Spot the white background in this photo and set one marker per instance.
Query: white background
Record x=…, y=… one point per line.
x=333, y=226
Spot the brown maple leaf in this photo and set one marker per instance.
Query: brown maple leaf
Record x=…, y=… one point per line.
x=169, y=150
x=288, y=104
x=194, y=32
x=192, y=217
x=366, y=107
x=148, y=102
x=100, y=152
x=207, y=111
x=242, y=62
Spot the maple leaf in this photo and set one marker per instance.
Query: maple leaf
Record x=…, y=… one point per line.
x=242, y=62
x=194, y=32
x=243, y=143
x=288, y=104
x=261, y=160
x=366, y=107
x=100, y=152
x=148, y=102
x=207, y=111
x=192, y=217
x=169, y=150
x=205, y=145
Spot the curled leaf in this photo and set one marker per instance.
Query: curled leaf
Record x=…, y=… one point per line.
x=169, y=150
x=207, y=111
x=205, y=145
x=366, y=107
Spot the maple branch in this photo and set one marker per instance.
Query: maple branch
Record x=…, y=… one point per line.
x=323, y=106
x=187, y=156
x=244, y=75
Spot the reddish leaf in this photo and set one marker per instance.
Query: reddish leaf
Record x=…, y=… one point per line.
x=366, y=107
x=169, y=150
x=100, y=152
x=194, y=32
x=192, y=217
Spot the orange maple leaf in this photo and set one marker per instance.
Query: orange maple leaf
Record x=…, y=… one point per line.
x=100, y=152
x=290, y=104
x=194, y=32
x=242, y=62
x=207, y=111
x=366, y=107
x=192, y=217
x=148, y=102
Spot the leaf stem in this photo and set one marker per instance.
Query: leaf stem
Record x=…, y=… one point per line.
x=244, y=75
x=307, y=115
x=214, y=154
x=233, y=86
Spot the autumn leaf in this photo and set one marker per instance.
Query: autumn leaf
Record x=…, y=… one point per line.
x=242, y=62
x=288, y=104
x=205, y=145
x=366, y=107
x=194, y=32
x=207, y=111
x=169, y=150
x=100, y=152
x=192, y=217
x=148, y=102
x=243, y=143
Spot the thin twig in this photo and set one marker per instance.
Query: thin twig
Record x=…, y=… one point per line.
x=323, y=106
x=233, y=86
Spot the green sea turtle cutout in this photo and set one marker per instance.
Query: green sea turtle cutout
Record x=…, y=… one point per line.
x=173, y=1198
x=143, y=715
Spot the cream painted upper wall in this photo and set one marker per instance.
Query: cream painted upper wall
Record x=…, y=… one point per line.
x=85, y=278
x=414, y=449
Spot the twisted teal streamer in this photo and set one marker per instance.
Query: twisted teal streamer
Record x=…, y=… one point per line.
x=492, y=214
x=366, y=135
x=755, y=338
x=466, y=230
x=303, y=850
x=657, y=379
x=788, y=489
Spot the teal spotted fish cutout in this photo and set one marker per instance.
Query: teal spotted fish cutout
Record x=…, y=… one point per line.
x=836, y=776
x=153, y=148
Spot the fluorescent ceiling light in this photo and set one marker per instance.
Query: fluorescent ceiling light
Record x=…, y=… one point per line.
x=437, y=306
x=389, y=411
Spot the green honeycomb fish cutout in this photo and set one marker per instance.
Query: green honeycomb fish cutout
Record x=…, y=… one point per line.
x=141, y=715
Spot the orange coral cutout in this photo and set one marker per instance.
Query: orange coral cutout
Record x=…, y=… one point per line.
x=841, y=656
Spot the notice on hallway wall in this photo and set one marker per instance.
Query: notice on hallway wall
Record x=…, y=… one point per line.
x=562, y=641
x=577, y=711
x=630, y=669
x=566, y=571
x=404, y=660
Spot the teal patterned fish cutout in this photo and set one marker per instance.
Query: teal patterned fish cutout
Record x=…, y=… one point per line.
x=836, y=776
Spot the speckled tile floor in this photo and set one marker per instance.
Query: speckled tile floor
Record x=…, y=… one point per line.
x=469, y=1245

━━━━━━

Write out the records again, from the line containing "Spot the autumn" through the line containing "x=143, y=715", including the requests. Multiply each x and y coordinate in the answers by 2.3 and round to a whole number, with halves rounding up.

Spot the autumn leaf in this photo and set one marker per instance.
Query: autumn leaf
Record x=…, y=… one point per line.
x=557, y=143
x=662, y=239
x=472, y=334
x=842, y=246
x=446, y=74
x=476, y=255
x=389, y=345
x=230, y=350
x=442, y=499
x=340, y=235
x=559, y=329
Spot the thin twig in this photo and set one marker per instance.
Query: thin twig
Record x=…, y=… one point per line.
x=743, y=244
x=536, y=198
Spot the green sea turtle cutout in this photo and set one marker per instance.
Query: green sea turtle cutout
Record x=…, y=… one point per line.
x=398, y=2755
x=329, y=1645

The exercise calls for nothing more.